---- EXTRACTED MATERIAL
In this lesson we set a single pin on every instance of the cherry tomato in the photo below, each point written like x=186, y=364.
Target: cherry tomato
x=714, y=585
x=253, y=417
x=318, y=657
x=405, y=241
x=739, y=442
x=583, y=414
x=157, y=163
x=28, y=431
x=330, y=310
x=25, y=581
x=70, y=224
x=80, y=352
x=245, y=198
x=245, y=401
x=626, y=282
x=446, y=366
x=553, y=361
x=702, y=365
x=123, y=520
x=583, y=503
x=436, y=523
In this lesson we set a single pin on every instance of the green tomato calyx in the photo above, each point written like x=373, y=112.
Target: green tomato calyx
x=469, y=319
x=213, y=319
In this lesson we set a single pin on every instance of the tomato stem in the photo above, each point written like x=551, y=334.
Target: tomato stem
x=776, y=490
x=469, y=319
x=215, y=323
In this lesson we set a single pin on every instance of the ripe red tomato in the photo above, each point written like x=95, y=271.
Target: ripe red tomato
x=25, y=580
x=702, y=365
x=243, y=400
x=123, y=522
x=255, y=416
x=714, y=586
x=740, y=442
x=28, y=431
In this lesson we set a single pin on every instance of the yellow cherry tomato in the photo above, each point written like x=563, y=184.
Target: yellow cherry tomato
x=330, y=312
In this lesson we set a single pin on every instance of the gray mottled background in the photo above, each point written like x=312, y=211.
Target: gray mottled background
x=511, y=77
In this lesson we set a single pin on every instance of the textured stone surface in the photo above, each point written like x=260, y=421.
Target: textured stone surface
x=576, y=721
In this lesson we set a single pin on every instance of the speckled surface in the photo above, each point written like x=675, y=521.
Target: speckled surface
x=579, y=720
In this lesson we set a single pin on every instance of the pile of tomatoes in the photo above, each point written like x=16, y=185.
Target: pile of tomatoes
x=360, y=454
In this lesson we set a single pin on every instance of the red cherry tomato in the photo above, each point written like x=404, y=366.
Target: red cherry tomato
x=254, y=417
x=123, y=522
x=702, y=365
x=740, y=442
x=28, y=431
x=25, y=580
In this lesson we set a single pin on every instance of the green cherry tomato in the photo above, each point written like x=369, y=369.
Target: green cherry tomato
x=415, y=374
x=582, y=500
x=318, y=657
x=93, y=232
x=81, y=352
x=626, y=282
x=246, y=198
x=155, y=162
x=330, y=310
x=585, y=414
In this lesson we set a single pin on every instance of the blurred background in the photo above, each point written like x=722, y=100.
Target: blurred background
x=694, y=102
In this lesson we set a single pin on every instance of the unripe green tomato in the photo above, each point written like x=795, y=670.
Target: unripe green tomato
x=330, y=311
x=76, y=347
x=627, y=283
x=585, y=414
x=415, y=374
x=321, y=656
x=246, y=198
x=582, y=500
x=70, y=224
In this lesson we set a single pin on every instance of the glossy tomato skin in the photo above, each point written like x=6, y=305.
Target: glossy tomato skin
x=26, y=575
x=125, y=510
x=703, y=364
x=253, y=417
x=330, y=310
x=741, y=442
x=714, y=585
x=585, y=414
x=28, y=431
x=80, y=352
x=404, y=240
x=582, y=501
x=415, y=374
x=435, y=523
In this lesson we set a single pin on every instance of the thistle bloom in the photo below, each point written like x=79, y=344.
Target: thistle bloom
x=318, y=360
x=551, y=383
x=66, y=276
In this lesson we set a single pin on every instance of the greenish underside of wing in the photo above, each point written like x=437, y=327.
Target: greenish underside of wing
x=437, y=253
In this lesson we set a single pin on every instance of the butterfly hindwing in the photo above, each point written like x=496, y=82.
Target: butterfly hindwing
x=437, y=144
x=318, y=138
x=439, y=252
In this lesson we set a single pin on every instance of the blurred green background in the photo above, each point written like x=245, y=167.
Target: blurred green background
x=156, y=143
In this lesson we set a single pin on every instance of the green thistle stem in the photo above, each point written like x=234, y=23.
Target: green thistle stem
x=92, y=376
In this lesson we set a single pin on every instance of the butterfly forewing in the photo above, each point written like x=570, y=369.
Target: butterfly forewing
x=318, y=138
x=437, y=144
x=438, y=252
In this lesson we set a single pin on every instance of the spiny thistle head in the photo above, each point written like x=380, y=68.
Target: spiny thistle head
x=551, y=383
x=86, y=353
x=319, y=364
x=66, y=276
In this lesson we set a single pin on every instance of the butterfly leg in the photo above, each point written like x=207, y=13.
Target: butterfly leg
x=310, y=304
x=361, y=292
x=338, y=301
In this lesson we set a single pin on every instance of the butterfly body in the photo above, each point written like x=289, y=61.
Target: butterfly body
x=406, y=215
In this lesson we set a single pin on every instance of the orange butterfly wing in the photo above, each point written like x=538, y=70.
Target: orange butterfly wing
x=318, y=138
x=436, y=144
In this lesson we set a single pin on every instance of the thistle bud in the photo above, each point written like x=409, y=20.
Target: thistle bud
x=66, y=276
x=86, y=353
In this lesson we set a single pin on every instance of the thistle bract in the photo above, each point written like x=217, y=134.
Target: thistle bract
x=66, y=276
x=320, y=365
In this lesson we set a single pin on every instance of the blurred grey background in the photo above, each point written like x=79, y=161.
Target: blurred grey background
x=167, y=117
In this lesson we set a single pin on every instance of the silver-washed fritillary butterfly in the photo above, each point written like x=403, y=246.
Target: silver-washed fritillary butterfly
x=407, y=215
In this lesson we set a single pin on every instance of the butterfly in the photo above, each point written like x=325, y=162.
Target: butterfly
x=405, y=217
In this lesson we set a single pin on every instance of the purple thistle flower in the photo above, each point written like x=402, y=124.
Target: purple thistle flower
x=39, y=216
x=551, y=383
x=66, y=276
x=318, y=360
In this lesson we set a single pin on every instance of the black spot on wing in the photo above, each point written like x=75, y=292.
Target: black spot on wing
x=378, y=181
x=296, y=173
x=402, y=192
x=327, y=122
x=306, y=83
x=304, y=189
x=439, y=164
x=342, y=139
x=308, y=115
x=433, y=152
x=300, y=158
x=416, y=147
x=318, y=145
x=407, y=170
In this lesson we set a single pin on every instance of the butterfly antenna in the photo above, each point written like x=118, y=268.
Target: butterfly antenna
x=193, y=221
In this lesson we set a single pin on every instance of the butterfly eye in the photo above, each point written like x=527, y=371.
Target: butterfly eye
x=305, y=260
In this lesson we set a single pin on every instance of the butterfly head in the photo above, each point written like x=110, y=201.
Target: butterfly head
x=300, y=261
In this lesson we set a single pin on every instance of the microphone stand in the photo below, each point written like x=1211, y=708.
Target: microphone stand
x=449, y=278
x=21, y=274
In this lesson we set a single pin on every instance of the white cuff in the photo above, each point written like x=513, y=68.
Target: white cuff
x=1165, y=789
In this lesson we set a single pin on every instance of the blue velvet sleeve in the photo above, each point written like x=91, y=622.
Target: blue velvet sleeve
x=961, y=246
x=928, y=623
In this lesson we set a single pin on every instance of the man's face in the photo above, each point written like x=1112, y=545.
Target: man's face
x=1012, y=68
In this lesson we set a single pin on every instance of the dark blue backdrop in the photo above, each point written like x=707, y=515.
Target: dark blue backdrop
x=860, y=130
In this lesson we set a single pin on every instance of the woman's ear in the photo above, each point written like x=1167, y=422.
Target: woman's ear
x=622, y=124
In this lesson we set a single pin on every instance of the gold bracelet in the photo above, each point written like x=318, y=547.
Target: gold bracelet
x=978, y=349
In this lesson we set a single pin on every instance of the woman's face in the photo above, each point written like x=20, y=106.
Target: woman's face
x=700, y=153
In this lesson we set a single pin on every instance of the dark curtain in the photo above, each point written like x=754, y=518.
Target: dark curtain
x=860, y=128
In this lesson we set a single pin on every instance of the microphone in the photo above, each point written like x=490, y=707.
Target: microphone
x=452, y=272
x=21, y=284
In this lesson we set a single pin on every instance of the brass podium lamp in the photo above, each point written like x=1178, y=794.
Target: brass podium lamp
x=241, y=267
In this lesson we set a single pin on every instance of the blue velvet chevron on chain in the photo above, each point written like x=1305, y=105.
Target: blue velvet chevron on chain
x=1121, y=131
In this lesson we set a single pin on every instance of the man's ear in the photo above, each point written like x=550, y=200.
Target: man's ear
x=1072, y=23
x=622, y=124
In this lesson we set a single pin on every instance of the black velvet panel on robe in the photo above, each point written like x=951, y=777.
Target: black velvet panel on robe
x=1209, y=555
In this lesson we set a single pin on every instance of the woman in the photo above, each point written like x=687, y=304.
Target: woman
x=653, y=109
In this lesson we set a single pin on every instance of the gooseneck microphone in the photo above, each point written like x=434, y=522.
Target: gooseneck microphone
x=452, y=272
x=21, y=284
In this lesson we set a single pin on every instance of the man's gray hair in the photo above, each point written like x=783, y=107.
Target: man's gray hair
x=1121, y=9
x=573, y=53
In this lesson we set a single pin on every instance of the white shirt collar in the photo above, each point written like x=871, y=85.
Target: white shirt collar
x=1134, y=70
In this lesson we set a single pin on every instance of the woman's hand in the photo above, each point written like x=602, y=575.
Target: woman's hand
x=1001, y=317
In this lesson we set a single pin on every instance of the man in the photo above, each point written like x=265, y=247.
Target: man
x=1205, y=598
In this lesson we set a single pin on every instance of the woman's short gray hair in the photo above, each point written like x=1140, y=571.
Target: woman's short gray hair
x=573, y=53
--------
REQUEST — Please render the data lines from the one holding "like x=1140, y=571." through the end of the data, inclusive, as a Markdown table with columns Row and Line, leaving out blank lines.

ANSWER FOR THE TASK —
| Row | Line |
|---|---|
| 1 | In this lesson we set a single pin on every instance of the woman's short gray hair in the photo above, each point written like x=1140, y=571. |
| 2 | Target: woman's short gray hair |
| 3 | x=573, y=53 |